Academic journal article Suvremena Lingvistika

Psycholinguistic, Metalinguistic and Socio-Psychological Accounts of Code-Switching: A Comparative Analysis of Their Incidence in a Large Croatian-English sample/Psiholingvisticke, Metalingvisticke I Sociopsiholoske Motivacije Za Prebacivanje Kodova: Komparativna Analiza Njihove Ucestalosti U Govoru Australaca Hrvatskog Podrijetla

Academic journal article Suvremena Lingvistika

Psycholinguistic, Metalinguistic and Socio-Psychological Accounts of Code-Switching: A Comparative Analysis of Their Incidence in a Large Croatian-English sample/Psiholingvisticke, Metalingvisticke I Sociopsiholoske Motivacije Za Prebacivanje Kodova: Komparativna Analiza Njihove Ucestalosti U Govoru Australaca Hrvatskog Podrijetla

Article excerpt

1. Introduction

Uriel Weinreich's contention that "[t]he ideal bilingual switches from one language to the other according to appropriate changes in the speech situation (interlocutors, topics, etc.), but not in an unchanged speech situation and certainly not within a single sentence" remained unchallenged for a short time only (1953, p. 73. Round brackets his). Since this assertion, models based on specific data sets and particular perspectives have been developed to account for why code-switching can and does occur. These are briefly discussed in section 2.0 of this paper. The third section introduces the data sample of 100 recorded interviews with Croatian-English bilinguals whose speech is predominantly Croatian. In the following sections, approaches which examine psycholinguistic, metalinguistic and socio-psychological features are presented consecutively. This paper examines the theoretical basis and explanatory power of each approach and applies them to this large, quantitative sample. These approaches have customarily been applied to smaller, qualitative samples: this paper seeks to test their amenability to a large corpus. This paper seeks to demonstrate which models that account for the incidence of code-switching have explanatory power in relation to a large number of code-switches. Based on a large sample, this paper seeks to provide an answer to the question: which of the following features--psycholinguistic, metalinguistic and socio-psychological --are most frequently located in speech containing code-switching?

2. Code--switching and accounts for its incidence

While the bulk of studies that examine code-switching focus on its grammatical and structural features, research in contact linguistics has periodically also focussed on speakers' apparent motivations for language alternation. Not long after Weinreich's (1953) contention, studies by Clyne (1967) and Gumperz (1976, 1982) document mid-sentence code-switching and attempt to offer explanations for its incidence. In Clyne's German-English and Dutch-English corpora, code-switching frequently occurs due to the (momentary) psycholinguistic state of speakers' (in-) ability to distinguish or select words from their own discrete or combined mental lexica when accessing or retrieving homophonic items, or those words with ambivalent membership. Psycho-linguistically-focussed accounts of code-switching are of relevance in bilingual situations involving typologically closely-related languages and/or where storage of items is likely to be shared rather than separated in speakers' lexica. 'Triggered' code-switching of this type is located and discussed in further studies on code-switching (eg. Zentella, 1997, Gregor, 2003).

- DIRECTION 1: Decide whether each statement agrees with the code-switching excerpt, answering yes or no and quoting the words of the excerpt that settle it: (a) The data sample consists of 100 recorded interviews with Croatian-English bilinguals. (b) The approaches examined have usually been applied to large, quantitative samples. (c) Clyne's corpora were German-English and Dutch-English.
- DIRECTION 2: Pick up the code-switching excerpt after its final sentence and continue it.
The entries come from a separate source.

- EXCERPTED RECORDS:
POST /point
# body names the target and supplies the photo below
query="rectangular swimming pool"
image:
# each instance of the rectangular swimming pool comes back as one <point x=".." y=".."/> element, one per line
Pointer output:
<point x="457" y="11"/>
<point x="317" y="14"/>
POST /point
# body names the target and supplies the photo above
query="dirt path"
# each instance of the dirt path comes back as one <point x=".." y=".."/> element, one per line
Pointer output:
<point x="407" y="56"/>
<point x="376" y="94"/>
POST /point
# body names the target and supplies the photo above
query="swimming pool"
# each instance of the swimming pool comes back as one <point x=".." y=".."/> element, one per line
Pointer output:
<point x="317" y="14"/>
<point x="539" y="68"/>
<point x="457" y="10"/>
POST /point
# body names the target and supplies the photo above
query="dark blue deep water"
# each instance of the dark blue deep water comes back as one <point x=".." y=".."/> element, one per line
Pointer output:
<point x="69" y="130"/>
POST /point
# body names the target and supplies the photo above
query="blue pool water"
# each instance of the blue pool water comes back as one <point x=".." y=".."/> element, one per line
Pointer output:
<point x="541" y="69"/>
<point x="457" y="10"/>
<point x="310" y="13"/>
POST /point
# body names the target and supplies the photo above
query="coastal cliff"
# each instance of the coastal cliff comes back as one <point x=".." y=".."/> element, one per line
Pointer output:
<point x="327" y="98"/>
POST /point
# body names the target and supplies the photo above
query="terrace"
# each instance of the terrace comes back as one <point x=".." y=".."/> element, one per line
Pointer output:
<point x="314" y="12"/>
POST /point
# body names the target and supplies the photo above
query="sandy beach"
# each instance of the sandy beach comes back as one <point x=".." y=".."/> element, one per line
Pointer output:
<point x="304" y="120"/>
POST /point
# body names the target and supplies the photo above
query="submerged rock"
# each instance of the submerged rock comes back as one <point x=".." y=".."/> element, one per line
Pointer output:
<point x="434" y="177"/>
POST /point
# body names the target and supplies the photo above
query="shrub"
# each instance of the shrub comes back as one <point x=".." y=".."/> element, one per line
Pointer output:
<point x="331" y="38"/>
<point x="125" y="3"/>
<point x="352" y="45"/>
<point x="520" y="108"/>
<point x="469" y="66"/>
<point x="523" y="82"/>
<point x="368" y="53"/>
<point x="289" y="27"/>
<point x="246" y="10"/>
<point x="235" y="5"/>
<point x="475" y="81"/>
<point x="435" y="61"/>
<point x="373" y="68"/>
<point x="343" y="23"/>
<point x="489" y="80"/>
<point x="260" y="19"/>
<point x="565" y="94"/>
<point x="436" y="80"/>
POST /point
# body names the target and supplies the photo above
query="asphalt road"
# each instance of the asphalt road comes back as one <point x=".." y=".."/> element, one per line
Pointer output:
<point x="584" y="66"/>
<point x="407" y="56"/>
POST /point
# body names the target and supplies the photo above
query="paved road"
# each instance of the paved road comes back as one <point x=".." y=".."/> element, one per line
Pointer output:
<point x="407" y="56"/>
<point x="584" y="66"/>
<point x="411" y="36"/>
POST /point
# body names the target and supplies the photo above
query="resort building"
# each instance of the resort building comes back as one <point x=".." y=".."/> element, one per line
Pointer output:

- REPLY 1:
(a) Yes: "the data sample of 100 recorded interviews with Croatian-English bilinguals whose speech is predominantly Croatian"
(b) No: "These approaches have customarily been applied to smaller, qualitative samples"
(c) Yes: "In Clyne's German-English and Dutch-English corpora"

- REPLY 2:
Clyne's concept of 'triggering' as an overt catalyst for code-switching is based on his notion of how 'available' each language is for bilinguals. The notion of 'availability' has been taken up by others in discussions of how 'activated' and/or 'selected' speakers' language varieties are (Treffers-Daller, 1997, Grosjean, 2000) and the 'mode' that speakers find themselves in, due to environment. Sociolinguistic features such as interlocutor or setting are obvious and uncontroversial when bilinguals code-switch purely on the basis of specific addressee and the unmarked code usually employed with him or her. In fact, this type of code-switching may be re-termed a uni-directional shift in the language of interaction with specified interlocutor/s (cf. Fishman, 1967, Blom & Gumperz ,1972, Hlavac, 2010).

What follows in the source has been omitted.